━━━━━ EXERCISE DATA ━━━━━
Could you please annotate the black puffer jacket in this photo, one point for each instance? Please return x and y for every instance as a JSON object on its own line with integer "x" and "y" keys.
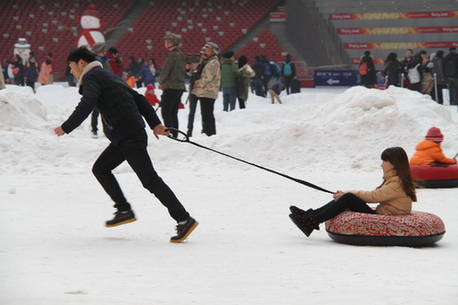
{"x": 121, "y": 107}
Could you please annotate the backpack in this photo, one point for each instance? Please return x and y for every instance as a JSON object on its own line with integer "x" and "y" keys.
{"x": 450, "y": 68}
{"x": 287, "y": 69}
{"x": 363, "y": 69}
{"x": 267, "y": 71}
{"x": 276, "y": 70}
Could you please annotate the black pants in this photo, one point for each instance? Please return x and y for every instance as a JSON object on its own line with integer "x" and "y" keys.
{"x": 207, "y": 106}
{"x": 133, "y": 150}
{"x": 334, "y": 208}
{"x": 31, "y": 84}
{"x": 170, "y": 103}
{"x": 94, "y": 120}
{"x": 288, "y": 80}
{"x": 193, "y": 99}
{"x": 241, "y": 103}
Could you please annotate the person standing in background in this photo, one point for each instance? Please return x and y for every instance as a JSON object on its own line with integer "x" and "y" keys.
{"x": 288, "y": 71}
{"x": 172, "y": 81}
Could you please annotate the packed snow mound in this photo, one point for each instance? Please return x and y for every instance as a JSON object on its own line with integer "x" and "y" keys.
{"x": 20, "y": 109}
{"x": 353, "y": 127}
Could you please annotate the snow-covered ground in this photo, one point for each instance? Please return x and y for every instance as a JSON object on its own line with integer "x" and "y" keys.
{"x": 56, "y": 250}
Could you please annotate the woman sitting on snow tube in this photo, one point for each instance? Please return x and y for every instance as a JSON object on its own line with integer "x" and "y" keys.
{"x": 429, "y": 151}
{"x": 395, "y": 195}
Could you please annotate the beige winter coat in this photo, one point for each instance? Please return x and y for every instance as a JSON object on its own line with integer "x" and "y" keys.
{"x": 2, "y": 81}
{"x": 208, "y": 84}
{"x": 393, "y": 200}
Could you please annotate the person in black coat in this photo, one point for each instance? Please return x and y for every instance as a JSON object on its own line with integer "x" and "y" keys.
{"x": 288, "y": 71}
{"x": 391, "y": 71}
{"x": 31, "y": 73}
{"x": 259, "y": 69}
{"x": 123, "y": 110}
{"x": 368, "y": 74}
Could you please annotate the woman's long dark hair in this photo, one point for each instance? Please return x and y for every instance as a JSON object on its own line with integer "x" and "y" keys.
{"x": 398, "y": 157}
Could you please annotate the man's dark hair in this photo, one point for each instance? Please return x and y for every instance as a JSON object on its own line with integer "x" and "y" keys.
{"x": 80, "y": 53}
{"x": 113, "y": 50}
{"x": 228, "y": 54}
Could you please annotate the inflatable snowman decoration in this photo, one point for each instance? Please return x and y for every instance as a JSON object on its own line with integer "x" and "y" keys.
{"x": 21, "y": 48}
{"x": 91, "y": 32}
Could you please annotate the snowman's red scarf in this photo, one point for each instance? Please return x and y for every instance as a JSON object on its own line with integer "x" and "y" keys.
{"x": 87, "y": 34}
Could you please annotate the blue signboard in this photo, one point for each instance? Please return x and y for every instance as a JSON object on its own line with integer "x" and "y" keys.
{"x": 335, "y": 78}
{"x": 342, "y": 78}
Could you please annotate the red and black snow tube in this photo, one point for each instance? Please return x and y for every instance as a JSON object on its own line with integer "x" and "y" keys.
{"x": 435, "y": 176}
{"x": 413, "y": 230}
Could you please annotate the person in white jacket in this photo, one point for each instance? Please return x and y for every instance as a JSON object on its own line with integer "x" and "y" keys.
{"x": 206, "y": 88}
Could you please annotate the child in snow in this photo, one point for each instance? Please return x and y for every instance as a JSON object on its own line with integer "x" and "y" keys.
{"x": 150, "y": 96}
{"x": 395, "y": 195}
{"x": 275, "y": 89}
{"x": 131, "y": 81}
{"x": 46, "y": 69}
{"x": 429, "y": 150}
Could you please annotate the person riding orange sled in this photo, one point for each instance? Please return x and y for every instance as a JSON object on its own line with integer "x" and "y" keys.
{"x": 429, "y": 151}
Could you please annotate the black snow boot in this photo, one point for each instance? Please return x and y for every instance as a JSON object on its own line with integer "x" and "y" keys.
{"x": 184, "y": 230}
{"x": 121, "y": 218}
{"x": 308, "y": 215}
{"x": 306, "y": 223}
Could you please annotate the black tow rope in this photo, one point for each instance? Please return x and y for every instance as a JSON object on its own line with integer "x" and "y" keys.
{"x": 186, "y": 140}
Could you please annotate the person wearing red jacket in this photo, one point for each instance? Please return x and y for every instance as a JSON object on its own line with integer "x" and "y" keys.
{"x": 150, "y": 96}
{"x": 429, "y": 150}
{"x": 115, "y": 61}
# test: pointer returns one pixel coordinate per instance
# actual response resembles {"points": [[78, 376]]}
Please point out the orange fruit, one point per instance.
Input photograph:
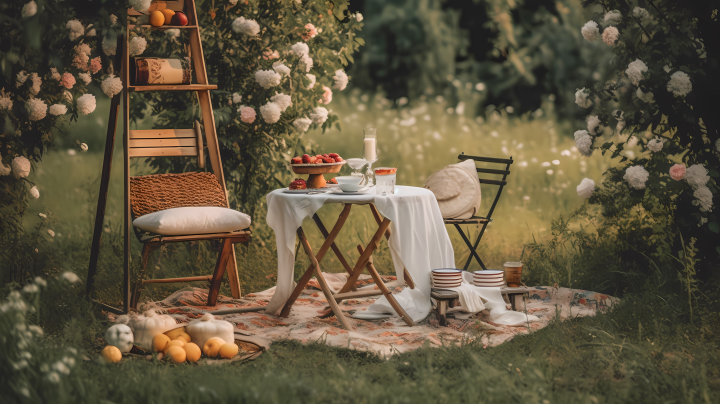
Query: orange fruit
{"points": [[168, 15], [157, 18]]}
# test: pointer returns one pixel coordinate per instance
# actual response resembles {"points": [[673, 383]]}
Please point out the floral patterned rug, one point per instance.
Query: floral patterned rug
{"points": [[310, 319]]}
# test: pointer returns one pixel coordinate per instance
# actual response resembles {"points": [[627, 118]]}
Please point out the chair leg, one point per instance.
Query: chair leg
{"points": [[137, 287], [220, 267], [473, 248]]}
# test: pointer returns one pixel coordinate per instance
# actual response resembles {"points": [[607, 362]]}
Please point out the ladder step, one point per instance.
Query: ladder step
{"points": [[163, 27], [175, 280], [174, 87], [361, 293]]}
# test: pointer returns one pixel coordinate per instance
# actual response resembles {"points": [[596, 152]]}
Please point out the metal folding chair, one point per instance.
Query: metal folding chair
{"points": [[479, 220]]}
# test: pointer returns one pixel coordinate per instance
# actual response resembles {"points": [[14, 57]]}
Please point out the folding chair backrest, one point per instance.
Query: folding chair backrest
{"points": [[501, 183], [168, 143]]}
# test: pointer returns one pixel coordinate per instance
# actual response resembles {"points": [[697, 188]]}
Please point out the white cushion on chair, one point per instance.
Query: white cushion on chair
{"points": [[193, 220], [457, 189]]}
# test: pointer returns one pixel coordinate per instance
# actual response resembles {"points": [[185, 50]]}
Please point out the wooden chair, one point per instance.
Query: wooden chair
{"points": [[480, 220]]}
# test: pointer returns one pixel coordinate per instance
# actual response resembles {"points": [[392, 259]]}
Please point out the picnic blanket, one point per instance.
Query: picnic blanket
{"points": [[382, 336]]}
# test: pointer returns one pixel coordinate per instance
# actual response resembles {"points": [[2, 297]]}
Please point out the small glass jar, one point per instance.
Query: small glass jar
{"points": [[385, 180]]}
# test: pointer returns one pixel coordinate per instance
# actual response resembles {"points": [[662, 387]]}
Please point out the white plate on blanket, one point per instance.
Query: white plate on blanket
{"points": [[363, 315]]}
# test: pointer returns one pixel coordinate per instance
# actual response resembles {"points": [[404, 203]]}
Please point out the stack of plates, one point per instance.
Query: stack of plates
{"points": [[446, 278], [488, 278]]}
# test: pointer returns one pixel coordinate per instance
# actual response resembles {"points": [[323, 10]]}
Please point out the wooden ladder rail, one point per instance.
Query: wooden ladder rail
{"points": [[202, 91]]}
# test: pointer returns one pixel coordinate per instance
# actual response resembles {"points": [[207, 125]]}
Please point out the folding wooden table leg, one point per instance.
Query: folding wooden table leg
{"points": [[220, 267], [321, 253], [388, 233], [388, 295], [365, 256], [321, 281]]}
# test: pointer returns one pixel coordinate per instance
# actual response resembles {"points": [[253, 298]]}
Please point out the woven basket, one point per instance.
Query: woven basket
{"points": [[151, 193]]}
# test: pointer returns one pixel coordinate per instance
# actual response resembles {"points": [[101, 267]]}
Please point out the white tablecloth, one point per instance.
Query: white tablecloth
{"points": [[419, 240]]}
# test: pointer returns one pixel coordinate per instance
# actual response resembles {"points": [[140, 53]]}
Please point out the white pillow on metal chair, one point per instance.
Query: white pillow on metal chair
{"points": [[457, 190], [193, 220]]}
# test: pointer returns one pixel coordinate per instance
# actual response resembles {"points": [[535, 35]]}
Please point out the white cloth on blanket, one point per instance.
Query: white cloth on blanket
{"points": [[472, 297], [419, 240]]}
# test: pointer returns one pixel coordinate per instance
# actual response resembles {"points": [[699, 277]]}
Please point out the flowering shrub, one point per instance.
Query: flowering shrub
{"points": [[51, 54], [653, 112], [266, 58]]}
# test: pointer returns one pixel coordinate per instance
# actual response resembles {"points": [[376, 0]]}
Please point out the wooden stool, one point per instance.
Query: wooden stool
{"points": [[446, 298]]}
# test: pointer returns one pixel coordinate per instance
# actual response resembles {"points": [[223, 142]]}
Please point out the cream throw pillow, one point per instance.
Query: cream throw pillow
{"points": [[457, 190], [193, 220]]}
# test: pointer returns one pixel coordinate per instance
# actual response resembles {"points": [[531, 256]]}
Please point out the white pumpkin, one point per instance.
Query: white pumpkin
{"points": [[207, 327], [120, 336], [148, 325]]}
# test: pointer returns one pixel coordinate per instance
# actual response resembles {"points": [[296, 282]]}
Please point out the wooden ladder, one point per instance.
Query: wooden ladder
{"points": [[202, 90]]}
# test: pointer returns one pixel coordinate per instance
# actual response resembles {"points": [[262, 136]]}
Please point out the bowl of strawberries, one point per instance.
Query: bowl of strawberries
{"points": [[316, 166]]}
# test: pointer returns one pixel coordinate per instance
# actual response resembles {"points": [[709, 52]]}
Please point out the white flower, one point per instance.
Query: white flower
{"points": [[247, 27], [704, 198], [29, 9], [696, 175], [280, 67], [300, 49], [37, 82], [70, 277], [76, 29], [318, 115], [641, 13], [21, 167], [267, 78], [247, 114], [137, 46], [613, 17], [85, 77], [648, 97], [86, 104], [140, 5], [586, 188], [302, 124], [590, 31], [679, 84], [109, 46], [20, 78], [583, 142], [308, 62], [283, 101], [341, 80], [610, 35], [635, 70], [270, 112], [312, 81], [656, 144], [593, 123], [636, 176], [5, 101], [37, 109], [582, 98], [111, 85], [55, 74]]}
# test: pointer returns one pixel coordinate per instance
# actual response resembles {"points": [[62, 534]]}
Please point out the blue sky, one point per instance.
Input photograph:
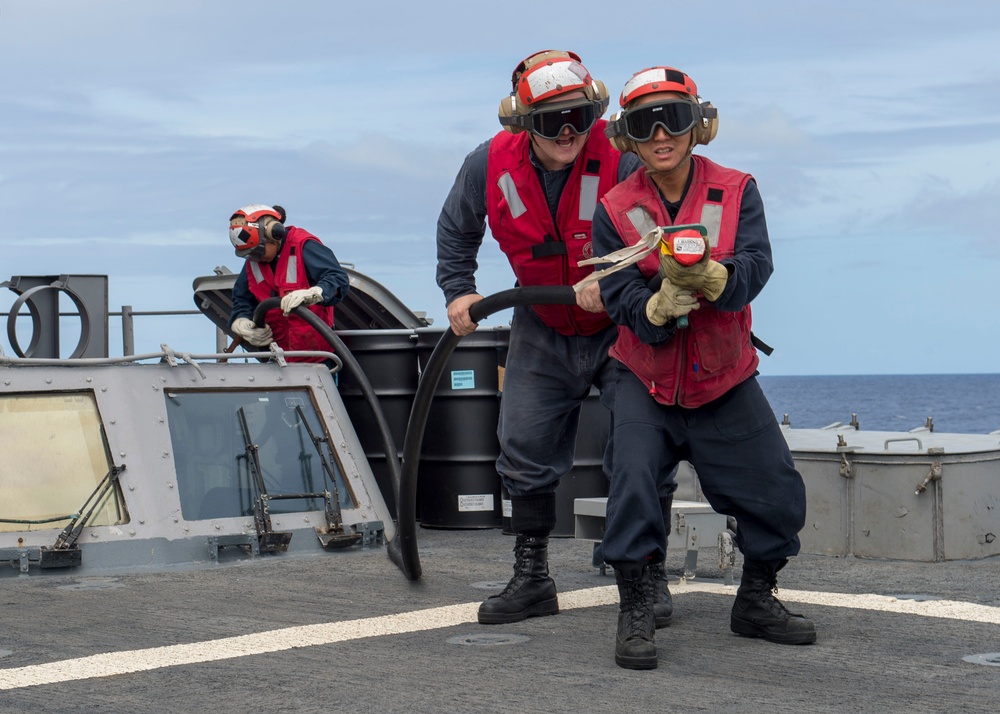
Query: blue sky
{"points": [[131, 131]]}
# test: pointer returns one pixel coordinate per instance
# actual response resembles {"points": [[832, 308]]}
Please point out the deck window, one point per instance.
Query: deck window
{"points": [[216, 476], [54, 458]]}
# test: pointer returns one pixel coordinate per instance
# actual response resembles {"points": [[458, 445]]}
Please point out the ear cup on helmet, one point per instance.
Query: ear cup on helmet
{"points": [[708, 127], [272, 230], [508, 108]]}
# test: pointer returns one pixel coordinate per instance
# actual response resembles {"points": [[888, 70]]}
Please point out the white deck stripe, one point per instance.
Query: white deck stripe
{"points": [[130, 661]]}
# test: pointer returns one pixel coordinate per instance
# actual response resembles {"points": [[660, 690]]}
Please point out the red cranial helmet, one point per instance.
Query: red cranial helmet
{"points": [[252, 227]]}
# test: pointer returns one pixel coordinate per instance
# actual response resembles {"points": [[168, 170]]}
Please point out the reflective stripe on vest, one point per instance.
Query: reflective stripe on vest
{"points": [[509, 189]]}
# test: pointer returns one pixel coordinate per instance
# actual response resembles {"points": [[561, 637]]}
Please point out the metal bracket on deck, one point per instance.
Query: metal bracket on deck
{"points": [[247, 541]]}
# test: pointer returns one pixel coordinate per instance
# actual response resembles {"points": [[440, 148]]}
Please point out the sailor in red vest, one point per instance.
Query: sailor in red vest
{"points": [[689, 391], [536, 184], [285, 262]]}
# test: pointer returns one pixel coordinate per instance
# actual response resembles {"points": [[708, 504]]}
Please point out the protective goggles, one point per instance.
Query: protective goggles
{"points": [[550, 123], [676, 118], [246, 240]]}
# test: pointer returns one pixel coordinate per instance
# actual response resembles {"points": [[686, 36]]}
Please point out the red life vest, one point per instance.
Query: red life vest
{"points": [[542, 252], [288, 274], [714, 353]]}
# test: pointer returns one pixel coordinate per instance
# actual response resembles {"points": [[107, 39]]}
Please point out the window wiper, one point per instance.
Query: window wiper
{"points": [[269, 540], [333, 535]]}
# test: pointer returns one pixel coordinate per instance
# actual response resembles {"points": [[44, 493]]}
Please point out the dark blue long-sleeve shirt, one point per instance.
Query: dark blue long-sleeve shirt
{"points": [[462, 223], [626, 292]]}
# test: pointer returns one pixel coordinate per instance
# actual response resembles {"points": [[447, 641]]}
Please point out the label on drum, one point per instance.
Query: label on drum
{"points": [[475, 502]]}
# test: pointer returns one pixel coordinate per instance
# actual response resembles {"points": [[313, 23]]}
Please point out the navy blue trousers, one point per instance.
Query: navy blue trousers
{"points": [[741, 458], [546, 379]]}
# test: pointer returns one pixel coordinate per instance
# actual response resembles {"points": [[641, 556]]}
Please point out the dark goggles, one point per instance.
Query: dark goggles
{"points": [[549, 124], [676, 118]]}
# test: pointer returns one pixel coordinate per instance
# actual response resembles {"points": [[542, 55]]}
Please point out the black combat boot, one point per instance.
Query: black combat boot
{"points": [[531, 592], [635, 647], [757, 613], [663, 606]]}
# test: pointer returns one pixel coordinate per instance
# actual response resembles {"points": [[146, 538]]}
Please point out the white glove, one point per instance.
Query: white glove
{"points": [[257, 336], [292, 300]]}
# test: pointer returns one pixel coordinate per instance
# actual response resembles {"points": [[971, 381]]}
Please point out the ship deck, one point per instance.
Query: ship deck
{"points": [[345, 631]]}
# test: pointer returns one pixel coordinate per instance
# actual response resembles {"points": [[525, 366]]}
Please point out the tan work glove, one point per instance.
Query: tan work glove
{"points": [[292, 300], [669, 303], [707, 276], [247, 330]]}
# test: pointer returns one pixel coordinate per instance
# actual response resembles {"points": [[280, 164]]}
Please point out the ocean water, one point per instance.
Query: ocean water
{"points": [[957, 403]]}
━━━━━
*EXERCISE DIRECTIONS:* Take the entries above and return only the lines from the one with "Query: blue sky" to the one with "Please point out the ear", both included, unchanged.

*ANSWER TO THIS TASK:*
Query: blue sky
{"points": [[131, 131]]}
# test: pointer returns one pixel coordinate per instance
# actual response resembles {"points": [[832, 308]]}
Please point out the deck window, one point per instance.
Query: deck window
{"points": [[216, 476], [54, 458]]}
# test: pointer returns one pixel coordinate per instance
# actual response resembles {"points": [[458, 445]]}
Please point out the ear cup on helmet, one point per instance.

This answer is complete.